Short problem »
Reproduce the records below line for line, unchanged, but omit the pictures.

* Begin Items *

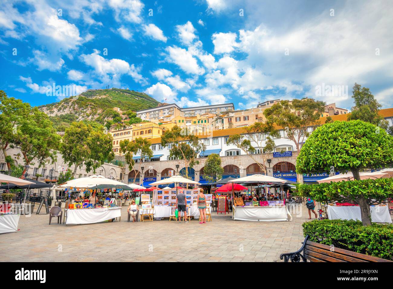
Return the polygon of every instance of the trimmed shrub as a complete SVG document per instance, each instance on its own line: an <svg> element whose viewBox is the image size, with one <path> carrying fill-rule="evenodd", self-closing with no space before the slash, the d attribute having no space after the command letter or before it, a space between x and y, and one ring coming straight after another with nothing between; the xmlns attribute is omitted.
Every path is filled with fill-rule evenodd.
<svg viewBox="0 0 393 289"><path fill-rule="evenodd" d="M314 220L303 223L303 234L312 242L393 260L393 225L360 221Z"/></svg>

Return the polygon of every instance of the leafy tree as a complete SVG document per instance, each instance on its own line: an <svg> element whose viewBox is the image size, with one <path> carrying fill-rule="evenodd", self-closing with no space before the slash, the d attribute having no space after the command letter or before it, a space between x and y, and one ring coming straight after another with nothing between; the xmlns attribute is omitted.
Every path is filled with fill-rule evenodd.
<svg viewBox="0 0 393 289"><path fill-rule="evenodd" d="M360 120L326 124L314 131L303 145L296 160L297 172L350 171L355 180L348 181L353 182L349 188L338 188L338 194L332 188L324 190L326 185L322 184L313 185L316 187L304 185L299 191L305 196L309 193L318 201L345 200L359 205L363 223L368 225L372 199L385 199L387 192L381 190L376 182L369 189L371 191L362 188L359 172L392 165L393 137L384 130Z"/></svg>
<svg viewBox="0 0 393 289"><path fill-rule="evenodd" d="M298 152L301 144L308 137L308 127L315 124L325 111L325 103L312 99L281 101L263 112L268 121L284 129L288 139L296 145Z"/></svg>
<svg viewBox="0 0 393 289"><path fill-rule="evenodd" d="M188 178L188 168L199 163L198 154L206 149L206 146L197 136L187 128L180 128L176 125L161 137L161 144L166 146L171 144L170 155L182 159L185 168L185 177Z"/></svg>
<svg viewBox="0 0 393 289"><path fill-rule="evenodd" d="M212 154L208 157L203 169L203 177L209 182L215 179L221 179L224 174L221 166L221 158L217 154Z"/></svg>
<svg viewBox="0 0 393 289"><path fill-rule="evenodd" d="M56 161L60 137L48 116L37 108L32 108L20 121L15 138L14 143L20 148L25 165L34 164L32 162L36 159L40 168Z"/></svg>
<svg viewBox="0 0 393 289"><path fill-rule="evenodd" d="M355 83L352 91L352 98L355 106L352 107L352 111L348 116L348 120L360 119L363 121L372 123L375 125L380 125L384 128L387 128L384 118L378 114L378 111L382 107L375 99L370 91L370 89L362 87L362 86Z"/></svg>
<svg viewBox="0 0 393 289"><path fill-rule="evenodd" d="M139 162L138 171L140 172L142 163L145 159L150 159L153 157L153 151L151 150L151 143L147 139L138 137L135 141L130 141L128 139L120 141L120 152L125 153L126 162L129 165L129 168L130 171L134 171L135 169L135 161L132 157L139 154L141 157L140 161ZM134 182L135 181L134 179Z"/></svg>
<svg viewBox="0 0 393 289"><path fill-rule="evenodd" d="M72 172L73 177L78 167L86 166L86 172L95 170L105 161L110 161L114 157L112 152L113 138L105 134L101 126L94 129L83 121L74 122L66 130L60 152L64 161L70 166L75 165Z"/></svg>
<svg viewBox="0 0 393 289"><path fill-rule="evenodd" d="M12 157L7 154L7 149L18 142L16 135L17 128L27 117L31 109L28 103L8 97L5 92L0 90L0 148L8 170L11 169L13 162Z"/></svg>
<svg viewBox="0 0 393 289"><path fill-rule="evenodd" d="M266 162L268 154L272 152L275 144L271 136L278 137L280 134L271 123L255 123L246 128L247 135L234 134L230 136L227 144L233 144L243 150L250 157L266 174ZM266 137L266 141L264 136ZM261 154L256 154L253 143L261 150Z"/></svg>

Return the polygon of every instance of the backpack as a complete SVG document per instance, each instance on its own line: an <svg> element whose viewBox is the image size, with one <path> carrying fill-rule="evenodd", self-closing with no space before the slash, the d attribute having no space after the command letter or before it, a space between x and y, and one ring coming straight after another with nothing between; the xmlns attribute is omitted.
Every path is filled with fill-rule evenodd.
<svg viewBox="0 0 393 289"><path fill-rule="evenodd" d="M312 210L315 207L315 205L314 205L314 201L311 202L311 203L307 202L306 203L306 206L307 207L307 209L310 210Z"/></svg>

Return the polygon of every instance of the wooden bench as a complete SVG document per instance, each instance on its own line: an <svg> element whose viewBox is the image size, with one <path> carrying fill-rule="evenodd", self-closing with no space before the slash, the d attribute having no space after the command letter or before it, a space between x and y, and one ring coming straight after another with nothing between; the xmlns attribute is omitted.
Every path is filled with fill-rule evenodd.
<svg viewBox="0 0 393 289"><path fill-rule="evenodd" d="M385 259L365 255L360 253L340 249L308 240L306 236L303 245L299 250L280 255L284 262L393 262Z"/></svg>

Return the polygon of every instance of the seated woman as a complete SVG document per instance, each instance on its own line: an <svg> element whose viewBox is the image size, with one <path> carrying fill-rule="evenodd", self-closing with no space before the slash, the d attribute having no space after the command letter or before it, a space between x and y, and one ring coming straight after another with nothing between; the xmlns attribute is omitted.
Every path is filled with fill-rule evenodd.
<svg viewBox="0 0 393 289"><path fill-rule="evenodd" d="M127 212L129 212L131 216L132 216L132 222L135 221L135 216L136 216L136 213L138 212L138 206L135 205L135 200L133 200L130 203L130 205L127 209Z"/></svg>

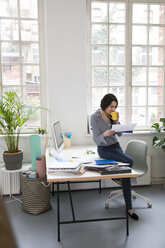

* End Items *

The reply »
Return the polygon of every instance of the trimmed shrub as a complete SVG document per instance, each instance on its own line: an <svg> element whose viewBox is the image size, with one <path> carrying fill-rule="evenodd", self-closing with no space before the slash, the d attribute having no space after the command letter or before it, a space between x and y, and one ring coming straight after another with nothing between; the xmlns attribute is omitted.
Every path is filled with fill-rule evenodd.
<svg viewBox="0 0 393 289"><path fill-rule="evenodd" d="M314 220L303 223L303 234L312 242L393 260L393 225L360 221Z"/></svg>

Return the polygon of every instance of the leafy tree as a complete SVG document per instance, each instance on its own line: an <svg> element whose viewBox is the image size, with one <path> carrying fill-rule="evenodd", self-closing with no space before the slash, the d attribute having no space after the command letter or before it, a space between x and y, and one ring coming straight after another with nothing between; the xmlns attribute is omitted.
Every path is filled with fill-rule evenodd.
<svg viewBox="0 0 393 289"><path fill-rule="evenodd" d="M360 120L326 124L314 131L303 145L296 160L297 172L350 171L355 180L348 181L353 182L349 188L338 188L338 194L332 188L324 190L326 185L322 184L313 185L316 187L304 185L299 191L305 196L309 193L318 201L345 200L359 205L363 223L368 225L372 199L385 199L387 192L381 190L376 182L369 189L371 191L362 188L359 172L392 165L393 137L384 130Z"/></svg>
<svg viewBox="0 0 393 289"><path fill-rule="evenodd" d="M298 152L301 144L308 137L308 127L315 124L325 111L325 103L312 99L281 101L263 112L268 121L284 129L288 139L296 145Z"/></svg>
<svg viewBox="0 0 393 289"><path fill-rule="evenodd" d="M188 178L188 168L199 163L198 154L206 149L206 146L197 136L187 128L180 128L176 125L161 137L161 144L166 146L171 144L170 155L182 159L185 168L185 177Z"/></svg>
<svg viewBox="0 0 393 289"><path fill-rule="evenodd" d="M212 154L208 157L203 169L203 177L209 182L215 179L221 179L224 174L221 166L221 158L217 154Z"/></svg>
<svg viewBox="0 0 393 289"><path fill-rule="evenodd" d="M56 161L60 137L48 116L37 108L32 108L20 121L15 138L14 143L20 148L25 165L34 164L32 162L36 159L40 168Z"/></svg>
<svg viewBox="0 0 393 289"><path fill-rule="evenodd" d="M355 83L352 91L352 98L355 106L352 107L352 111L348 116L348 120L360 119L363 121L372 123L375 125L380 125L384 128L387 128L384 118L378 114L378 111L382 107L375 99L370 91L370 89L362 87L362 86Z"/></svg>
<svg viewBox="0 0 393 289"><path fill-rule="evenodd" d="M139 162L138 171L140 172L142 163L145 159L150 159L153 157L153 151L151 150L151 143L147 139L138 137L135 141L130 141L128 139L120 141L120 152L125 153L126 162L129 165L129 168L130 171L134 171L135 169L135 161L132 157L139 154L141 157L140 161ZM134 182L135 181L134 179Z"/></svg>
<svg viewBox="0 0 393 289"><path fill-rule="evenodd" d="M72 172L73 177L78 167L86 166L86 172L95 170L105 161L110 161L114 157L112 152L113 138L105 134L101 126L94 129L83 121L74 122L66 130L60 152L64 161L70 166L75 165Z"/></svg>
<svg viewBox="0 0 393 289"><path fill-rule="evenodd" d="M12 157L7 154L7 149L18 142L16 135L17 128L27 117L31 109L28 103L8 97L5 92L0 90L0 148L8 170L11 169L13 162Z"/></svg>
<svg viewBox="0 0 393 289"><path fill-rule="evenodd" d="M266 162L268 154L272 152L275 144L271 136L278 137L280 134L271 123L255 123L246 128L247 135L234 134L230 136L227 144L233 144L243 150L250 157L266 174ZM266 137L266 141L264 136ZM261 154L256 154L253 143L261 150Z"/></svg>

Return the polygon of every instance of the backpack as a complete SVG document per instance, each instance on its own line: an <svg> element whose viewBox is the image size, with one <path> carrying fill-rule="evenodd", self-closing with no space before the slash, the d attribute having no space after the command letter or before it, a space between x and y, and one ring coming straight after another with nothing between; the xmlns attribute is omitted.
Every path is filled with fill-rule evenodd.
<svg viewBox="0 0 393 289"><path fill-rule="evenodd" d="M312 210L315 207L315 205L314 205L314 201L311 202L311 203L307 202L306 203L306 206L307 207L307 209L310 210Z"/></svg>

Return the polygon of every instance of the wooden bench as a complete SVG document per instance, each instance on its own line: an <svg> element whose viewBox is the image size, with one <path> carrying fill-rule="evenodd", self-closing with no space before the slash, the d attribute having no space after the command letter or before it, a space between x and y, and one ring coming straight after another with nothing between; the xmlns attribute is omitted.
Every path is filled with fill-rule evenodd.
<svg viewBox="0 0 393 289"><path fill-rule="evenodd" d="M385 259L365 255L360 253L340 249L308 240L306 236L303 245L299 250L280 255L284 262L393 262Z"/></svg>

Return the polygon of every instance of the seated woman as a complete SVG document per instance, each instance on its own line: an <svg> element whose viewBox is the image size, with one <path> carrying fill-rule="evenodd", self-closing with no space before the slash, the d attribute having no space after the command letter or before it, a space between x and y, and one ring coming straight after another with nothing between; the xmlns attribute is omitted.
Every path is filled with fill-rule evenodd.
<svg viewBox="0 0 393 289"><path fill-rule="evenodd" d="M127 212L129 212L131 216L132 216L132 222L135 221L135 216L136 216L136 213L138 212L138 206L135 205L135 200L133 200L130 203L130 205L127 209Z"/></svg>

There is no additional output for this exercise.